(Collected data entries)
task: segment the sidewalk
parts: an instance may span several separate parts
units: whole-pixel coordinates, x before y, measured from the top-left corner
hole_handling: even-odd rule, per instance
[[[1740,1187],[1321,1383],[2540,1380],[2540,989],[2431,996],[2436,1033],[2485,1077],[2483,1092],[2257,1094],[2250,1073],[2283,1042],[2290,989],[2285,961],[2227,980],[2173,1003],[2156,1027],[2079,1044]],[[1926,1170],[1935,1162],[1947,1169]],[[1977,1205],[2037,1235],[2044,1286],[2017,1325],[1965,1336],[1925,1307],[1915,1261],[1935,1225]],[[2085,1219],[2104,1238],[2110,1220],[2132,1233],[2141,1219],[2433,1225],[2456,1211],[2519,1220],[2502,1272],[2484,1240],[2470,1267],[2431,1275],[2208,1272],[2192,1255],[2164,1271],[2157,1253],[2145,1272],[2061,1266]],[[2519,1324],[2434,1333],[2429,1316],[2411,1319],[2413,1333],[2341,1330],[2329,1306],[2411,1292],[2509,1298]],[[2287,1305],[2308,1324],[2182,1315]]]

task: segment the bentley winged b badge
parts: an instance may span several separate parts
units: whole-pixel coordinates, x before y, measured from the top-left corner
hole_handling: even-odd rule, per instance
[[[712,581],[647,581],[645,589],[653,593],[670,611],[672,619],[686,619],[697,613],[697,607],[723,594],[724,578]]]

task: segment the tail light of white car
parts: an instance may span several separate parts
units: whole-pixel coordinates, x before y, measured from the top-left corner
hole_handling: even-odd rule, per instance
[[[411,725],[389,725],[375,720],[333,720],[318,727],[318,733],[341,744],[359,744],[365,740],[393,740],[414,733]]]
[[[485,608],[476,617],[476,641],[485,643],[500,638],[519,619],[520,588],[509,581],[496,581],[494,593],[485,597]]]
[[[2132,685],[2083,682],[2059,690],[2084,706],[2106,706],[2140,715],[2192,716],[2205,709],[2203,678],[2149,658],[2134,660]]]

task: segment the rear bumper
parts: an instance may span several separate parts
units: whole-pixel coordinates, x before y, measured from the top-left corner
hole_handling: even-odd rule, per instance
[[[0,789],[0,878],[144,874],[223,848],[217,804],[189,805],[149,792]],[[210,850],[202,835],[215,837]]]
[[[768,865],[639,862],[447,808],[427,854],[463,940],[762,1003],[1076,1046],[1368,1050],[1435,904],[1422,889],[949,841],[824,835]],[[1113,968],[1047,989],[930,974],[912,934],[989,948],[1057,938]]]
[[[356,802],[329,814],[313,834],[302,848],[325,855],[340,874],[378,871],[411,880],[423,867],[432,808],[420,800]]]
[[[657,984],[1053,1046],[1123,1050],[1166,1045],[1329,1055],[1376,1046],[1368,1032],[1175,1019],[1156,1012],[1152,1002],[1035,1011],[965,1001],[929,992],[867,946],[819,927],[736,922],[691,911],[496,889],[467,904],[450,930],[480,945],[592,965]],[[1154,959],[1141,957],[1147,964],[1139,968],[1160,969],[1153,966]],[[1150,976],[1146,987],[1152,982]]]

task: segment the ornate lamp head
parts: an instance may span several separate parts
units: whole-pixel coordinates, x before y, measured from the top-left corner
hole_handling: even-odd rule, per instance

Exercise brief: All of the entries above must be output word for word.

Result:
task: segment the sidewalk
parts: an instance may span several separate parts
units: whole-pixel coordinates, x before y, measured from the top-left corner
hole_handling: even-odd rule, per instance
[[[1740,1187],[1321,1383],[2540,1380],[2540,989],[2431,996],[2436,1033],[2485,1077],[2483,1092],[2257,1094],[2250,1073],[2283,1042],[2290,989],[2285,961],[2227,980],[2173,1003],[2156,1027],[2079,1044]],[[1926,1170],[1935,1162],[1947,1169]],[[1977,1205],[2037,1235],[2044,1286],[2017,1325],[1965,1336],[1925,1307],[1915,1261],[1935,1225]],[[2085,1219],[2104,1238],[2110,1220],[2132,1233],[2141,1219],[2433,1225],[2456,1211],[2519,1220],[2502,1272],[2484,1240],[2470,1267],[2431,1275],[2208,1272],[2192,1255],[2164,1271],[2157,1253],[2145,1272],[2061,1266]],[[2519,1324],[2434,1333],[2429,1316],[2411,1319],[2413,1333],[2341,1330],[2329,1306],[2411,1292],[2509,1298]],[[2287,1305],[2308,1324],[2182,1315]]]

task: segment the bentley winged b badge
parts: an instance may span several separate parts
units: whole-pixel coordinates, x before y, measured from the top-left corner
hole_handling: even-odd rule, per instance
[[[712,581],[647,581],[645,589],[653,593],[670,611],[672,619],[686,619],[697,613],[697,607],[723,594],[724,578]]]

task: segment the tail light of white car
parts: an instance may span several separate parts
units: whole-pixel coordinates, x before y, measured from the top-left corner
hole_handling: even-odd rule, per instance
[[[411,725],[389,725],[375,720],[333,720],[318,727],[318,733],[341,744],[359,744],[365,740],[393,740],[414,733]]]
[[[485,608],[476,617],[476,641],[485,643],[500,638],[519,619],[520,588],[509,581],[496,581],[494,593],[485,597]]]
[[[2132,685],[2083,682],[2059,690],[2084,706],[2106,706],[2140,715],[2192,716],[2205,709],[2203,678],[2149,658],[2134,660]]]

task: segment the rear bumper
parts: an instance may span several separate parts
units: whole-pixel coordinates, x before y, measured from the top-left corner
hole_handling: even-odd rule, per instance
[[[0,789],[0,878],[144,874],[223,848],[217,804],[189,805],[149,792]],[[210,850],[202,835],[215,837]]]
[[[768,865],[639,862],[447,808],[427,854],[463,940],[762,1003],[1076,1046],[1368,1050],[1435,904],[1422,889],[949,841],[824,835]],[[1113,968],[1047,989],[930,974],[912,934],[989,948],[1057,938]]]
[[[356,802],[329,814],[313,834],[302,848],[325,855],[340,874],[378,871],[411,880],[423,867],[432,808],[420,800]]]
[[[657,984],[1053,1046],[1123,1050],[1166,1045],[1329,1055],[1376,1046],[1368,1032],[1175,1019],[1156,1012],[1152,1002],[1035,1011],[965,1001],[929,992],[867,946],[819,927],[736,922],[691,911],[496,889],[467,904],[450,930],[480,945],[592,965]],[[1154,959],[1141,957],[1147,964],[1139,968],[1160,969],[1153,966]],[[1150,976],[1146,987],[1152,982]]]

task: segment the ornate lamp head
parts: an instance may span several separate parts
units: whole-pixel coordinates, x before y, measured from the top-left corner
hole_handling: even-odd rule, per instance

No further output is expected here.